Data items
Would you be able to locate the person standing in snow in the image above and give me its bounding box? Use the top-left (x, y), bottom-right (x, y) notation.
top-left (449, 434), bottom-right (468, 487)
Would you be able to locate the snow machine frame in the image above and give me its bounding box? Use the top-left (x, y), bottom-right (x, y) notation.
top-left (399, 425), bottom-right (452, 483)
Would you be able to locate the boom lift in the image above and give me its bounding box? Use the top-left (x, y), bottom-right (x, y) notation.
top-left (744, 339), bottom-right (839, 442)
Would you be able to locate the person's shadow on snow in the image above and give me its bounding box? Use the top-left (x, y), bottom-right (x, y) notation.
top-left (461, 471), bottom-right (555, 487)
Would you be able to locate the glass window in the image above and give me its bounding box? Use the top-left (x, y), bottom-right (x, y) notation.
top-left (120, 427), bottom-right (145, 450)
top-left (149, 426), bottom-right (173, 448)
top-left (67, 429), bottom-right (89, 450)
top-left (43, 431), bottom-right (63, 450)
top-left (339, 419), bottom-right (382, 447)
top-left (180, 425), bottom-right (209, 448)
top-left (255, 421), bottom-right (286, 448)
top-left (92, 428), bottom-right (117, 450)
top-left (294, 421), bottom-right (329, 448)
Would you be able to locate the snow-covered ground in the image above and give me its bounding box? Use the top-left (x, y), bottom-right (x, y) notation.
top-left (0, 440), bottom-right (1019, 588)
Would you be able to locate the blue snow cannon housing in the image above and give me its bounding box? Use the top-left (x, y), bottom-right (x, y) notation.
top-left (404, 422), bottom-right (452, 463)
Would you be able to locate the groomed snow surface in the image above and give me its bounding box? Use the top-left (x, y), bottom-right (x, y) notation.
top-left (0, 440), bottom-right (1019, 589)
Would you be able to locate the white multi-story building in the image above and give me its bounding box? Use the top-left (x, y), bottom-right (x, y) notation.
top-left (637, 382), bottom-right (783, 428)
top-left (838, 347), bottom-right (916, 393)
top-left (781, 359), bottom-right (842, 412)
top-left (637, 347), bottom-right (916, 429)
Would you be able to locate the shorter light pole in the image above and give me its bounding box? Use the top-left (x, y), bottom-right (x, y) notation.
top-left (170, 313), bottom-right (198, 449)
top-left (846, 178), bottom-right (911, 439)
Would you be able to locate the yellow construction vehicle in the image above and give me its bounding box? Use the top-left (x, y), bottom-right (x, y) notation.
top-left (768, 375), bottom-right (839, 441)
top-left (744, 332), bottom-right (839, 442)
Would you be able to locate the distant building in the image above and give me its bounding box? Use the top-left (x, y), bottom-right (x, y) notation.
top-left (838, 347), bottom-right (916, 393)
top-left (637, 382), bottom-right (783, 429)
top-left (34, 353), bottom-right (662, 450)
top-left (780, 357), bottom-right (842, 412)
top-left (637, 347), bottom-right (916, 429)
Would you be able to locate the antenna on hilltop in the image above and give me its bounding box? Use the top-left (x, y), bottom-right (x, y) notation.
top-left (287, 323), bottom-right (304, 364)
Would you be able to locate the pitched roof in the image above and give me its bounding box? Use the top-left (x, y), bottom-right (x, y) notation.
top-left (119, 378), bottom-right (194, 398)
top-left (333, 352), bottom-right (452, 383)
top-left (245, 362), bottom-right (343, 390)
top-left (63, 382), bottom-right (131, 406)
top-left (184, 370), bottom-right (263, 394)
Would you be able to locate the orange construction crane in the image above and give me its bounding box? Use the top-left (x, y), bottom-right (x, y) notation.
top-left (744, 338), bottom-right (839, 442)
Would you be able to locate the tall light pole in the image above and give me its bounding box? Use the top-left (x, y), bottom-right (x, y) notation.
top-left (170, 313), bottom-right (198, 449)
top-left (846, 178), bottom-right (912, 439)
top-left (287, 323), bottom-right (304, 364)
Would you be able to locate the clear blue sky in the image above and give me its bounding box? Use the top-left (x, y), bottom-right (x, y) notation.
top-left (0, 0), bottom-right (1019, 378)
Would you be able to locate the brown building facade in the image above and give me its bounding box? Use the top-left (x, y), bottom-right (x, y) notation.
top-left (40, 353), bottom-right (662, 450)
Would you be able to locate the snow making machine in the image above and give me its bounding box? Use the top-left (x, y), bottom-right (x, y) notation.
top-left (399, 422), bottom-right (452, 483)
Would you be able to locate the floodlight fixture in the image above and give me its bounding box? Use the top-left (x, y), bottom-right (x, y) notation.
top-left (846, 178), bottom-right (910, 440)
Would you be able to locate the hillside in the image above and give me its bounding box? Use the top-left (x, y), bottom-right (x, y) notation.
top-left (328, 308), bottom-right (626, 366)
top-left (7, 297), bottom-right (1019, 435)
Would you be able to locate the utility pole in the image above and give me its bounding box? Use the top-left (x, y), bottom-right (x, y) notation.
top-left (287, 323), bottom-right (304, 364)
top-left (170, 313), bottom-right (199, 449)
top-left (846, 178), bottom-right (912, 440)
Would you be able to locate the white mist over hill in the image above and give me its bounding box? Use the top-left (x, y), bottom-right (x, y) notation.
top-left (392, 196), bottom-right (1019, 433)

Exercise details => Copy all of the data above word for word.

Exercise answer =>
Would you be able to locate the person standing in snow in the image above and give me its bounding box? Use the top-left (x, y), bottom-right (x, y) notation.
top-left (449, 434), bottom-right (468, 487)
Would you be able to locate the snow machine frame in the image above and give me its bounding box? Use the top-left (x, y), bottom-right (x, y) notation.
top-left (399, 425), bottom-right (452, 483)
Would you be able to locate the boom lift in the image above and give me its bounding box? Use the top-left (x, y), bottom-right (x, y) notation.
top-left (744, 339), bottom-right (839, 442)
Would you be able to locate the person's shadow on snow in the image above and give me its bounding box? Use the top-left (x, y), bottom-right (x, y) notation.
top-left (461, 471), bottom-right (555, 487)
Would you be able to locate the glass window in the image above and give me its bounding box? Use the top-left (x, y), bottom-right (x, y) notation.
top-left (120, 427), bottom-right (145, 450)
top-left (149, 426), bottom-right (173, 448)
top-left (67, 429), bottom-right (89, 450)
top-left (43, 431), bottom-right (63, 450)
top-left (339, 419), bottom-right (382, 447)
top-left (180, 425), bottom-right (209, 448)
top-left (255, 421), bottom-right (286, 448)
top-left (92, 428), bottom-right (117, 450)
top-left (294, 421), bottom-right (329, 448)
Would you be able to locate the snow-covered ground in the image above and give me its bounding box? Use the top-left (x, y), bottom-right (x, y) notation.
top-left (0, 440), bottom-right (1019, 588)
Would you be able to locate the blue snow cannon housing in the image above and give me its bounding box? Use the top-left (x, y), bottom-right (x, y) notation.
top-left (404, 422), bottom-right (452, 463)
Would you be able to locate the groomed snow surface in the image above and give me its bounding box? Use the top-left (x, y), bottom-right (x, y) notation.
top-left (0, 440), bottom-right (1019, 589)
Would you be able to locate the white multi-story building in the image above and give me its bounding box? Use the top-left (x, y), bottom-right (x, y) notation.
top-left (637, 382), bottom-right (783, 428)
top-left (838, 347), bottom-right (916, 393)
top-left (781, 359), bottom-right (842, 412)
top-left (637, 347), bottom-right (916, 429)
Would you be able to locate the shorter light pole in the image above and give me its bounding box? Use the top-left (x, y), bottom-right (x, y) notation.
top-left (170, 313), bottom-right (198, 449)
top-left (846, 178), bottom-right (911, 439)
Would you be able to locate the yellow construction vehicle in the image above and give me its bounding box? Use the top-left (x, y), bottom-right (x, y) notation.
top-left (768, 375), bottom-right (839, 441)
top-left (744, 332), bottom-right (839, 442)
Would you be able to locate the distant building in the image above and give me its bounding box? Use the top-left (x, y), bottom-right (x, y) notation.
top-left (838, 347), bottom-right (916, 393)
top-left (637, 382), bottom-right (783, 429)
top-left (34, 353), bottom-right (662, 450)
top-left (780, 357), bottom-right (842, 412)
top-left (637, 347), bottom-right (916, 429)
Would you be able to locate the antenna on hilltop in the image above and give me its bounding box? Use the top-left (x, y), bottom-right (x, y) notation.
top-left (287, 323), bottom-right (304, 364)
Would you be able to locate the pitched roof in the image above and give me its bounding box? Use the top-left (x, y), bottom-right (x, y) notation.
top-left (119, 378), bottom-right (194, 398)
top-left (333, 352), bottom-right (452, 383)
top-left (245, 362), bottom-right (343, 390)
top-left (63, 382), bottom-right (131, 406)
top-left (184, 370), bottom-right (263, 394)
Would you be able to locate the orange construction crane in the image above and give me its bounding box? Use the top-left (x, y), bottom-right (x, y) notation.
top-left (744, 338), bottom-right (839, 442)
Would you be able to locate the tall light pole in the image above and give me its bounding box? Use the top-left (x, y), bottom-right (x, y) notation.
top-left (170, 313), bottom-right (198, 449)
top-left (846, 178), bottom-right (912, 439)
top-left (287, 323), bottom-right (304, 364)
Would you be able to locate the clear blue sky in the image above and give me its bounding box? Use the top-left (x, y), bottom-right (x, y) notation.
top-left (0, 0), bottom-right (1019, 378)
Would you be able to locate the brown building facade in the image above and give me its bounding box? Use the top-left (x, y), bottom-right (x, y) notation.
top-left (40, 353), bottom-right (662, 450)
Would you be able to locate the snow making machine in the image above and give me its bounding box? Use the top-left (x, y), bottom-right (x, y) notation.
top-left (399, 422), bottom-right (452, 483)
Would you be able to locate the floodlight fixture in the image above and give me its bounding box? Use the top-left (x, y), bottom-right (x, y) notation.
top-left (846, 178), bottom-right (910, 440)
Would you be able to locate the hillside in the image above and give me its bounding box? Use the top-left (x, y), bottom-right (x, y) notation.
top-left (328, 308), bottom-right (626, 366)
top-left (7, 297), bottom-right (1019, 435)
Would you be able to locate the utility pole in the image above and give me its bounding box? Use the top-left (x, y), bottom-right (x, y) notation.
top-left (287, 323), bottom-right (304, 364)
top-left (170, 313), bottom-right (199, 449)
top-left (846, 178), bottom-right (912, 440)
Would you be able to locate the white mist over hill in the image above and give me its bounding box? Use the top-left (x, y), bottom-right (x, y) notation.
top-left (392, 196), bottom-right (1019, 433)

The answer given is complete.